— begin —

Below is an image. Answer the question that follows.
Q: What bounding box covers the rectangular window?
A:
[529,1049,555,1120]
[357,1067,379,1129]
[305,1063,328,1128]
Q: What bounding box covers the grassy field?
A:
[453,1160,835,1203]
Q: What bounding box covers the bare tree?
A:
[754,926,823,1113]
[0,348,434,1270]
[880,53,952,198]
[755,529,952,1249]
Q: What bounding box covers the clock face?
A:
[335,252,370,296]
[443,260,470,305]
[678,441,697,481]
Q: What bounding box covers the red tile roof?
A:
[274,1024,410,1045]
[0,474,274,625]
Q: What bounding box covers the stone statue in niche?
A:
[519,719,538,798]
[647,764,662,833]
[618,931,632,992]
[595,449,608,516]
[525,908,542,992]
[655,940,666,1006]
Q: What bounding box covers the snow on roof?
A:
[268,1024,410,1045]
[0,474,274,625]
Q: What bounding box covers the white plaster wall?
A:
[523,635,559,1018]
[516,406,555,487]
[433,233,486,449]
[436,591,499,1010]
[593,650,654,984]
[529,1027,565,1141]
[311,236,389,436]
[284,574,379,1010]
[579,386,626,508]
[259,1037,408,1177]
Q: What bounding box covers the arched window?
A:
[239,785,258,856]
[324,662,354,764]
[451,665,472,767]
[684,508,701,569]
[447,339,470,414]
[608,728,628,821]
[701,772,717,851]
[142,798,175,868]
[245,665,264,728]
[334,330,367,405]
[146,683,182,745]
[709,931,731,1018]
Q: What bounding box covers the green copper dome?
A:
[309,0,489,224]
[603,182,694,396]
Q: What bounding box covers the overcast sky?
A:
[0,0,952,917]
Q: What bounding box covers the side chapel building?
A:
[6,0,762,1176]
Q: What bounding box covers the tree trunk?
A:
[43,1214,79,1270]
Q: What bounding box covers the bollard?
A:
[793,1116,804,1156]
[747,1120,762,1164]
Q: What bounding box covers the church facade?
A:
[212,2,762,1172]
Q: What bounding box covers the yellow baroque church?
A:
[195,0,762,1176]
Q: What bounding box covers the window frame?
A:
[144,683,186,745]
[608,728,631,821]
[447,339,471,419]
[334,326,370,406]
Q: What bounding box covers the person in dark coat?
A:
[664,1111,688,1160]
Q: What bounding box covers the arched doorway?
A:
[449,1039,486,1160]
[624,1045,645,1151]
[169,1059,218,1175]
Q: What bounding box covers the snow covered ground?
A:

— end —

**Description of the task**
Turn the items from the line containing "Q: What bounding box covers the church" through the end of the items into a numbered list, leaving out any blank lines.

**Full answer**
1. Q: What bounding box covers the church facade?
2. A:
3. [212,2,762,1172]
4. Q: What bounding box covers the yellow baroque church?
5. A:
6. [195,0,762,1176]
7. Q: What bounding box covers the window frame?
8. A:
9. [144,683,186,745]
10. [608,728,631,821]
11. [447,339,471,419]
12. [334,326,370,406]
13. Q: What bounding box covers the person in dark coat?
14. A:
15. [664,1111,688,1160]
16. Q: What bounding box covers the arched doorway?
17. A:
18. [449,1039,486,1160]
19. [624,1045,645,1151]
20. [169,1059,218,1175]
21. Q: What bounding box covers the snow covered ground?
22. A:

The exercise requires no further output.